Speaking to the New York-based human rights watchdog, a Nepal government official said people in the country are dying due to a lack of oxygen, beds, and other medical facilities in hospitals. While the Nepali army was tasked to manage dead bodies, even they are getting overwhelmed with the spike in COVID-19 infections and deaths.

Quoting government officials and medical workers, the international agency said Kathmandu’s response to the second COVID-19 wave has been “slow and poorly managed”.

Earlier, the National Human Rights Commission said infected people are deprived of their right to health in Nepal hospitals. A statement by the NHRC pointed out that some private hospitals are refusing treatment to COVID-19 infected patients while others are charging exorbitantly.

“The hospitals are overwhelmed with the increasing cases of infections, the patients are compelled to receive the treatments in the lobby and yards in the lack of beds and the hospitals are running through the shortage of oxygen,” the statement read.

Government officials have raised calls for emergency supply of therapeutic drugs such as Remdesivir, oxygen tubes, PPEs, ventilators, among other critical medical care facilities.

HRW stressed the need for the Nepali government and donor countries like the US, the EU and UK to ensure equitable availability of life-saving oxygen equipment and vaccines to “avert terrible disaster”.

In an opinion piece titled “Nepal is being overwhelmed by Covid. We need help” in The Guardian newspaper on May 10, Nepal’s Prime Minister KP Sharma Oli reached out to the international community for help and support in the fight against the pandemic.”

“Nepal’s history is one of hardship and struggle, yet this pandemic is pushing even us to our limits,” Oli wrote.

Meanwhile, as COVID-19 cases continue to rise across the country, the Nepali government on Tuesday extended lockdown in the capital of Kathmandu and other districts until May 27.

[Dataset excerpts]

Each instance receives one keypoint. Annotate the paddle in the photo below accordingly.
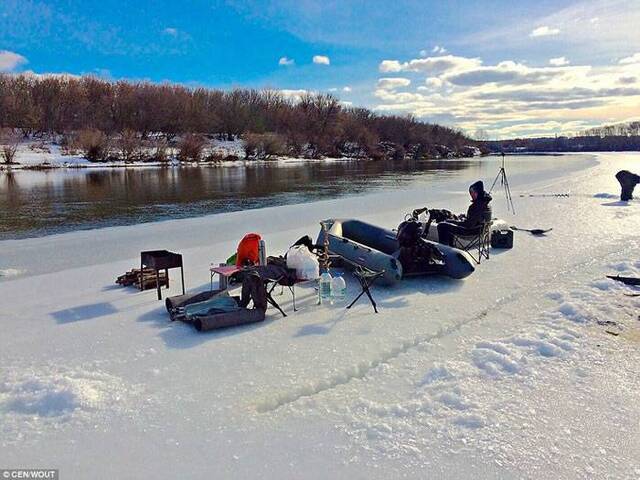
(533, 231)
(625, 280)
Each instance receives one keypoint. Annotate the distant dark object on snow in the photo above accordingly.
(534, 231)
(628, 182)
(625, 280)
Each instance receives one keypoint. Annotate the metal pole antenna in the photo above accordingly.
(504, 182)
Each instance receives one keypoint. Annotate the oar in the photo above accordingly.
(533, 231)
(625, 280)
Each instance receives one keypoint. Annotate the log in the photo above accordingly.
(132, 278)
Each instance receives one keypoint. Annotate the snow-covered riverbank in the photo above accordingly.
(511, 373)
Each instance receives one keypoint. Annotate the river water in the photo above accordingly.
(39, 203)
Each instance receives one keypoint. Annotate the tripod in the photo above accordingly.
(504, 181)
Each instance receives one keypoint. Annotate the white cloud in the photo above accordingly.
(430, 64)
(284, 61)
(321, 60)
(294, 95)
(391, 83)
(633, 59)
(434, 82)
(9, 61)
(510, 98)
(544, 31)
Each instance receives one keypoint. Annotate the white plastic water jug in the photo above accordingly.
(338, 288)
(324, 287)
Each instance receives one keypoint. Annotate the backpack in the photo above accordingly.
(248, 250)
(409, 233)
(253, 289)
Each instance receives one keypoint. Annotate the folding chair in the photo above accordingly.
(478, 245)
(366, 277)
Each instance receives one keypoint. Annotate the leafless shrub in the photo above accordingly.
(160, 152)
(9, 141)
(93, 144)
(129, 146)
(190, 148)
(263, 146)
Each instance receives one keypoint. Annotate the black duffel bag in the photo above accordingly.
(502, 239)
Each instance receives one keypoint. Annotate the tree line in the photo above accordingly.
(102, 116)
(582, 143)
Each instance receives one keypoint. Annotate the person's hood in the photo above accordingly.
(483, 197)
(478, 187)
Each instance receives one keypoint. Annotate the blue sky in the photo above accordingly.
(503, 67)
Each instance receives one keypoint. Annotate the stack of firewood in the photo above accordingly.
(132, 278)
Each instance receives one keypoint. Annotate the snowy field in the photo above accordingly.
(46, 155)
(526, 369)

WORK INSTRUCTIONS:
1. Answer these questions about the text on COVID-19 in Nepal.
(a) Until what date did the Nepali government extend the lockdown in Kathmandu and other districts?
(b) Which body said that some private hospitals are refusing treatment to COVID-19 infected patients?
(c) In which newspaper did the opinion piece by KP Sharma Oli appear?
2. Revise the text on COVID-19 in Nepal from "Quoting government officials" to "the statement read." so that "hospitals" becomes "clinics" each time it appears.

RESULTS FOR THE EXERCISE:
1.
(a) May 27
(b) The National Human Rights Commission (NHRC)
(c) The Guardian

2.
Quoting government officials and medical workers, the international agency said Kathmandu’s response to the second COVID-19 wave has been “slow and poorly managed”.

Earlier, the National Human Rights Commission said infected people are deprived of their right to health in Nepal clinics. A statement by the NHRC pointed out that some private clinics are refusing treatment to COVID-19 infected patients while others are charging exorbitantly.

“The clinics are overwhelmed with the increasing cases of infections, the patients are compelled to receive the treatments in the lobby and yards in the lack of beds and the clinics are running through the shortage of oxygen,” the statement read.